> DIRECTIONS FOR THIS TASK
Give the listing as a JSON list of strings, one string per line, from the line with "Each instance receives one keypoint. Mark the flower center" through the final line of the listing, both included, with blank lines omitted.

> EXCERPTED DATA
^^^^^^^^^^^^^^^^

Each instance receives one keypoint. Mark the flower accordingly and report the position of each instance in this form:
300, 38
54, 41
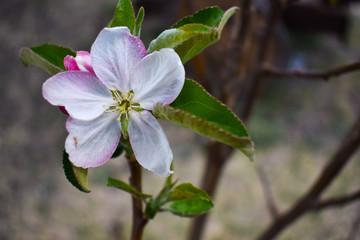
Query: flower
116, 98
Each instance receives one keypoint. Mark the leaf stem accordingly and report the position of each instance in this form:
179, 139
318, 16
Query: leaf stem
139, 220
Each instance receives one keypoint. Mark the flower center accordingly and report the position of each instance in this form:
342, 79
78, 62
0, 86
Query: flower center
123, 105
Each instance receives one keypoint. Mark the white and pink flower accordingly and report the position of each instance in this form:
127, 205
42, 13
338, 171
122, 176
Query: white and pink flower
112, 94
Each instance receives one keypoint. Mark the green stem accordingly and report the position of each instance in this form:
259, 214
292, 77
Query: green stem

^^^^^^^^^^^^^^^^

> SOLVED EXERCISE
[
  "Each instance receives one keypoint. Mark the flower center accordingly and report the position of each instance in this form:",
  "342, 79",
  "78, 62",
  "0, 86",
  "Query: flower center",
  "123, 105",
  "Each instance receives one keypoint. Mark the white and pink flower accordingly and report the position of each instance in this form:",
  "127, 205",
  "42, 13",
  "338, 171",
  "122, 176",
  "Query: white and pink flower",
  "112, 94",
  "Each instance receives one keypoint. Mark the green stem accordingly and report the position of each instance in this form:",
  "259, 214",
  "292, 77",
  "Query: green stem"
]